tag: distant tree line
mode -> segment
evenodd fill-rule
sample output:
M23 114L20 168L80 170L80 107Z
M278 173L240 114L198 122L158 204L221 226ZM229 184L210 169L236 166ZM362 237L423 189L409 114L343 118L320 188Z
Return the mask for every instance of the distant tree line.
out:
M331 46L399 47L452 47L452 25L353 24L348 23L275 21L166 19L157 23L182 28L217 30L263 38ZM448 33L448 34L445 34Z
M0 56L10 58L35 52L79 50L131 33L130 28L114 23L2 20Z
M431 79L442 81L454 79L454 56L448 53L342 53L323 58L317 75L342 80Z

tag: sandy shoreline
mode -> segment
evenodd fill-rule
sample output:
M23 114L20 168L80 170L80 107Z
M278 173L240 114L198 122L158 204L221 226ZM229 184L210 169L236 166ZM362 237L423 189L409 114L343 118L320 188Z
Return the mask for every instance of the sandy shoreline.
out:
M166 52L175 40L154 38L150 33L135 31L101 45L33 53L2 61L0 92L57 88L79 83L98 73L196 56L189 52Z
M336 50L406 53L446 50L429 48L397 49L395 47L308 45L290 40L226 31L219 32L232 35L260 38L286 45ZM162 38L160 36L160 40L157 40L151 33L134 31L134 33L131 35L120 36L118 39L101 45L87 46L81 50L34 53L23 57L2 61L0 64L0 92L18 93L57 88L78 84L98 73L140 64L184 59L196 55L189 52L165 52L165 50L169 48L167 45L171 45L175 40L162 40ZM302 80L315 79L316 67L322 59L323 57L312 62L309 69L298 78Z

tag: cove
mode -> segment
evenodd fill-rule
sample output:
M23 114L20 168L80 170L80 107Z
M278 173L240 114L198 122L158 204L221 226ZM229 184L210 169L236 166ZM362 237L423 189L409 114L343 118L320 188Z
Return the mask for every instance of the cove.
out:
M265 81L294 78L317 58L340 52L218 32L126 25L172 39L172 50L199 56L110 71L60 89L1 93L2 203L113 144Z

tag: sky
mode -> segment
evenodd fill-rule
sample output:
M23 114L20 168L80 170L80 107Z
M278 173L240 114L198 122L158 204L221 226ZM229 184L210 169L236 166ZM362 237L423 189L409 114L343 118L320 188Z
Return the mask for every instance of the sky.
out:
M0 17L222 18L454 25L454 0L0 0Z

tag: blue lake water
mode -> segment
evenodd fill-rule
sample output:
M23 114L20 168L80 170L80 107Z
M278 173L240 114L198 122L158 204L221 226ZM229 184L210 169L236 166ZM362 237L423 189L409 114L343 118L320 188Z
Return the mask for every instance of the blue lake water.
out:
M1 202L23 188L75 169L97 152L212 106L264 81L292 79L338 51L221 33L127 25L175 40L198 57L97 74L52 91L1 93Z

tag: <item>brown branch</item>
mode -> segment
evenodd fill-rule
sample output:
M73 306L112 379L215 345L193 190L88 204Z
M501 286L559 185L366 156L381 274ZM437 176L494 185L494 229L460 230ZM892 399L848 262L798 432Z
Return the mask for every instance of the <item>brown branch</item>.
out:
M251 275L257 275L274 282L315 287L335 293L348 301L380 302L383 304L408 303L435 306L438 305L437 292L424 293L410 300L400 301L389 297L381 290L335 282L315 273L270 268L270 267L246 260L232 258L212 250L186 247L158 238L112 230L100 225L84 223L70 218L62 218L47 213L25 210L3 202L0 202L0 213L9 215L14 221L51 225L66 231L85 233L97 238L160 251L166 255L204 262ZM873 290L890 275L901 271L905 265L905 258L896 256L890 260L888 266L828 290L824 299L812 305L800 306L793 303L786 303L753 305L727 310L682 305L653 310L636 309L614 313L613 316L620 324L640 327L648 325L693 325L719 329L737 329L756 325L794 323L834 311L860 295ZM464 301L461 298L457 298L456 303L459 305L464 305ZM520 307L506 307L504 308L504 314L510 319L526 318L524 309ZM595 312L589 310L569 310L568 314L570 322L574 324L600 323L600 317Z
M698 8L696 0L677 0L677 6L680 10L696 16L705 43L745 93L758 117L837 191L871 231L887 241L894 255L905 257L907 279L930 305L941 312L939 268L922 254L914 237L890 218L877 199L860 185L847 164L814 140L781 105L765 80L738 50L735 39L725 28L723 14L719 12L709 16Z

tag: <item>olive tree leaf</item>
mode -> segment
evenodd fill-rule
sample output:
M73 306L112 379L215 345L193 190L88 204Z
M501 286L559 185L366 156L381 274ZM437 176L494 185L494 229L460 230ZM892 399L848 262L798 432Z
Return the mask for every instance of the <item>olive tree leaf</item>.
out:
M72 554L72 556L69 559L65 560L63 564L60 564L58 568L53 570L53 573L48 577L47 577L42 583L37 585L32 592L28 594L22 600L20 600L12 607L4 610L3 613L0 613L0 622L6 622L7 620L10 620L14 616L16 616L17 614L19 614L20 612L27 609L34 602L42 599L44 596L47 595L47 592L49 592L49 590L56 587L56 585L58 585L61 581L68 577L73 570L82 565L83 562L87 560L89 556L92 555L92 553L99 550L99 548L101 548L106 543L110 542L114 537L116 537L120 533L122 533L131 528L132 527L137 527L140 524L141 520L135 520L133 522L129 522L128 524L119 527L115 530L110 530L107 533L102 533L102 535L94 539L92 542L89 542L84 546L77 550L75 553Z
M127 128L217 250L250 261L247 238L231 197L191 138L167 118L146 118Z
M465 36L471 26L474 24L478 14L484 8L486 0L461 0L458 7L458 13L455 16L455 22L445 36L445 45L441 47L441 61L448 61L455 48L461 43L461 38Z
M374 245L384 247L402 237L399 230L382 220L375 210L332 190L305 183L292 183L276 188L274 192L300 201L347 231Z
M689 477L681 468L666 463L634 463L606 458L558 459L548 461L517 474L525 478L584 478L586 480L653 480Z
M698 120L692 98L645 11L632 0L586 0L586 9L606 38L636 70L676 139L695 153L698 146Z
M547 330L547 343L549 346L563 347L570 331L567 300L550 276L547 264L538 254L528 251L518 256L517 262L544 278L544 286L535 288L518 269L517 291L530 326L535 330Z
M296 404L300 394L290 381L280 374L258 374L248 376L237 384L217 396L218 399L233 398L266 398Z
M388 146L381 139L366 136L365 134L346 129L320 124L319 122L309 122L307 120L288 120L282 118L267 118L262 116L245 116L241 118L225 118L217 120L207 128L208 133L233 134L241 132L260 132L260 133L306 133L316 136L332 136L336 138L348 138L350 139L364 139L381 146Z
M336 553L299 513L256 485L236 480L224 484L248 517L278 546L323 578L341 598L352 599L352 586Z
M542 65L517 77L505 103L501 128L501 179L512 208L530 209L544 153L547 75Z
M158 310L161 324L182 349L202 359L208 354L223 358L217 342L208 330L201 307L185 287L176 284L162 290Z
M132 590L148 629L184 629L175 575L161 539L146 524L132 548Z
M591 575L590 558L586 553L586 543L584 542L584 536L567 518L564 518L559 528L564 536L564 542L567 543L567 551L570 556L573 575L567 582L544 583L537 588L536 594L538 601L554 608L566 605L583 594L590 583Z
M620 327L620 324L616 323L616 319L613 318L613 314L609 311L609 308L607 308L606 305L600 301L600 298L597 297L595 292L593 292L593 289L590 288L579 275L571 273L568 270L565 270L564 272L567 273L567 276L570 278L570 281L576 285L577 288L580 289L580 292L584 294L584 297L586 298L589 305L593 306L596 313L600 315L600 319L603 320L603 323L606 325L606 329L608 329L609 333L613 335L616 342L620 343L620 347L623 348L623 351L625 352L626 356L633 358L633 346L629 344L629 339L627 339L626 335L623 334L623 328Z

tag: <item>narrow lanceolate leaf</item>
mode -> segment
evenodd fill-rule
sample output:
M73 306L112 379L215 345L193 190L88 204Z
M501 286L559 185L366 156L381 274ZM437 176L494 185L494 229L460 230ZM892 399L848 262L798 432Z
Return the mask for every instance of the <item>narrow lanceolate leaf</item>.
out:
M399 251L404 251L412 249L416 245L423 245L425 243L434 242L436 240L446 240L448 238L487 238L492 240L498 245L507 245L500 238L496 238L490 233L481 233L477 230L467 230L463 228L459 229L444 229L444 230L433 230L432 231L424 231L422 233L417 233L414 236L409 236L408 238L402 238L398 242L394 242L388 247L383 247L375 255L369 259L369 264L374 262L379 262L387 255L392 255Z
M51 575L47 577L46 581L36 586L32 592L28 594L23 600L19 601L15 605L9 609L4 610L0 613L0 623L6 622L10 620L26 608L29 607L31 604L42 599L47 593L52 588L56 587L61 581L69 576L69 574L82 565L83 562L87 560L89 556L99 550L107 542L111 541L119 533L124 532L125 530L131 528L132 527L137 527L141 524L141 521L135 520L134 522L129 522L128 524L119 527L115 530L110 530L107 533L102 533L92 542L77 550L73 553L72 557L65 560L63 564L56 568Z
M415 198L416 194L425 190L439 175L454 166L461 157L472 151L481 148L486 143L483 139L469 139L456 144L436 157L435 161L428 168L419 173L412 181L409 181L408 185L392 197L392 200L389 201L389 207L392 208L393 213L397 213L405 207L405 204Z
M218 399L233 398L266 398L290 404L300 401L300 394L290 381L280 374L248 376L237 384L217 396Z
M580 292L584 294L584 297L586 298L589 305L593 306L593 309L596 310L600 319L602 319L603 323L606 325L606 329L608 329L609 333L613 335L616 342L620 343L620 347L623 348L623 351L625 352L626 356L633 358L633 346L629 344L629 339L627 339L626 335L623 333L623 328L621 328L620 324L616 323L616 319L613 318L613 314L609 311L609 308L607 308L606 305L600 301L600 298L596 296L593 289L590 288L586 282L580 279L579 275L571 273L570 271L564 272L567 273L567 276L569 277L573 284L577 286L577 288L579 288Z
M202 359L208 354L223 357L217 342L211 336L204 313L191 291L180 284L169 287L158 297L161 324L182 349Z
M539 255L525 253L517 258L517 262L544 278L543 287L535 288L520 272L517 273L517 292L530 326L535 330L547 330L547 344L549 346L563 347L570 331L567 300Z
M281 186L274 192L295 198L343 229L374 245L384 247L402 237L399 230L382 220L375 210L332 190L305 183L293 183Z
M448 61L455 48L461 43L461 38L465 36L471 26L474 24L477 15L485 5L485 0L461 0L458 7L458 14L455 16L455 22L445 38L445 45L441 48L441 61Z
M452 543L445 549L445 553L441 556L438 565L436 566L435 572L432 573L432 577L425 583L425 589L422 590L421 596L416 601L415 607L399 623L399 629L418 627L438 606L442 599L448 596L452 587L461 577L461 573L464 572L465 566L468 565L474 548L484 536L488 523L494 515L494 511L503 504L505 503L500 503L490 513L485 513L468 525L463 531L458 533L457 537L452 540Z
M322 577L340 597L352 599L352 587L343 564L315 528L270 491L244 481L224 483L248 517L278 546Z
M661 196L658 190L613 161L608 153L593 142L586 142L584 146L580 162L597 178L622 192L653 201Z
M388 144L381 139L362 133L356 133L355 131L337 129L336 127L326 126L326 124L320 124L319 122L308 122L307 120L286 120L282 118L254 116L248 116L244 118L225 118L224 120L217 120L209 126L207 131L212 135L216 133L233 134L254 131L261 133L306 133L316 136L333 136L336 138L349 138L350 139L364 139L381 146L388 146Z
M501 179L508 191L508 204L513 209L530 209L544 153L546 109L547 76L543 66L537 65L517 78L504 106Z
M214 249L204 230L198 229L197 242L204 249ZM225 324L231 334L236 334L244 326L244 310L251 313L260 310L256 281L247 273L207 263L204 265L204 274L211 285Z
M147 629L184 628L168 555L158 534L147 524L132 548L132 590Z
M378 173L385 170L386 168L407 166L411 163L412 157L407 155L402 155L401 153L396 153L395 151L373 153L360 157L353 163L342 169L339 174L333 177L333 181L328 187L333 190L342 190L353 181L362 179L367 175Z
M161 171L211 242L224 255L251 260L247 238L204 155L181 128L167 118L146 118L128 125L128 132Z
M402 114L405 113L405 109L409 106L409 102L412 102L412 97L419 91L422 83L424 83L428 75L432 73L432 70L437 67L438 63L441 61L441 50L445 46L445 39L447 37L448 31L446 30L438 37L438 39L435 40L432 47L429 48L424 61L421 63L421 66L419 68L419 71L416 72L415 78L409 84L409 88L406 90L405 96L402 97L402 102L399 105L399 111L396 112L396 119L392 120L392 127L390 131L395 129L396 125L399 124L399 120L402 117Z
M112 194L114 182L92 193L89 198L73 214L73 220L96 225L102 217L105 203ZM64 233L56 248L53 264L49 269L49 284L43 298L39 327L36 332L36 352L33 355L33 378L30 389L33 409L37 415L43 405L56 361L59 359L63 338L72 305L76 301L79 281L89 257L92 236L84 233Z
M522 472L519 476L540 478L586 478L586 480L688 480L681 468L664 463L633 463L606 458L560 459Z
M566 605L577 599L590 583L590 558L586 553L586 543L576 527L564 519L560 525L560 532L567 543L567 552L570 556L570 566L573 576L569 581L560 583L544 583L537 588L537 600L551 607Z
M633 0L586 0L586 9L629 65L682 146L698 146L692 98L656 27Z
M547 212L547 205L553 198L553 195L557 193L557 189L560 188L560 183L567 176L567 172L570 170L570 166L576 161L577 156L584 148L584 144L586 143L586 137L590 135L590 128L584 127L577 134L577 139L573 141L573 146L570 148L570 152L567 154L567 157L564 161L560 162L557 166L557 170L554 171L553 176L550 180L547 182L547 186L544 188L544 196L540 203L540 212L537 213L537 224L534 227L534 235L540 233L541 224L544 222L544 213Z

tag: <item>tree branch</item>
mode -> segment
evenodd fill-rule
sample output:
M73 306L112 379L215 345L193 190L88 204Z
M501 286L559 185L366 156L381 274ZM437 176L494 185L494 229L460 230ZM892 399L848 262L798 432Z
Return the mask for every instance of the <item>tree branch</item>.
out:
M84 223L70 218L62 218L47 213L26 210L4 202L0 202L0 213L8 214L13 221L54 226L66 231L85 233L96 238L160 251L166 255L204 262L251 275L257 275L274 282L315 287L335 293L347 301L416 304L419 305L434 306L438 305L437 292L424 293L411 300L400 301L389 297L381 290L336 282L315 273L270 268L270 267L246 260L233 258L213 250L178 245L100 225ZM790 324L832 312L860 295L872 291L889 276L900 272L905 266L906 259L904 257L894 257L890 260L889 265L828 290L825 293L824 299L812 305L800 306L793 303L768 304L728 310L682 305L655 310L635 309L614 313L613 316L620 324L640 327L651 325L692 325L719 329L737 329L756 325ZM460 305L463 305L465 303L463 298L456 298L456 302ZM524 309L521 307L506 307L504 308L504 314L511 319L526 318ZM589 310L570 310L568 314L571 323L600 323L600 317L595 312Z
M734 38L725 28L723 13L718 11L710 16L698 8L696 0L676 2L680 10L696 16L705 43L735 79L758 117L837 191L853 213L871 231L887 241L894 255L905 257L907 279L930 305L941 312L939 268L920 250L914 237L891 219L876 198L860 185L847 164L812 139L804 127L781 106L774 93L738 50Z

_Goal of the exercise_
Rewrite the stretch of rows from the line containing "tag: sandy shoreline" through the line containing "M265 81L294 78L317", changing "instance" to "occurrence" and leaving everything else as it is. Return only those lines.

_Response to the exercise_
tag: sandy shoreline
mode -> segment
evenodd fill-rule
sample output:
M23 114L20 168L80 170L80 107Z
M278 173L240 114L198 122L158 204L221 226ZM229 184L210 169L236 166ZM362 237L423 189L409 114L343 118L320 188Z
Return the mask for every occurrence of the sandy shoreline.
out:
M166 52L175 40L154 38L150 33L135 31L101 45L33 53L2 61L0 92L57 88L79 83L98 73L196 56L189 52Z
M336 50L406 53L446 50L429 48L397 49L395 47L308 45L290 40L226 31L219 32L232 35L260 38L286 45ZM162 38L160 36L160 40L157 40L151 33L134 31L134 33L131 35L120 36L118 39L101 45L87 46L81 50L34 53L23 57L2 61L0 64L0 92L18 93L57 88L78 84L98 73L140 64L184 59L196 55L189 52L165 52L165 50L169 48L167 45L171 45L175 40L162 40ZM302 80L315 79L316 67L322 59L323 57L312 62L309 69L298 78Z

tag: cove
mode -> segment
evenodd fill-rule
sample output:
M23 114L20 168L80 170L80 107Z
M278 173L240 114L198 122L158 204L221 226ZM229 184L210 169L236 166ZM362 237L423 189L409 114L343 118L320 188Z
Return the mask for every occurrence of the cove.
out:
M265 81L294 78L317 58L340 52L218 32L126 25L172 39L172 50L199 56L110 71L60 89L1 93L2 203L113 144Z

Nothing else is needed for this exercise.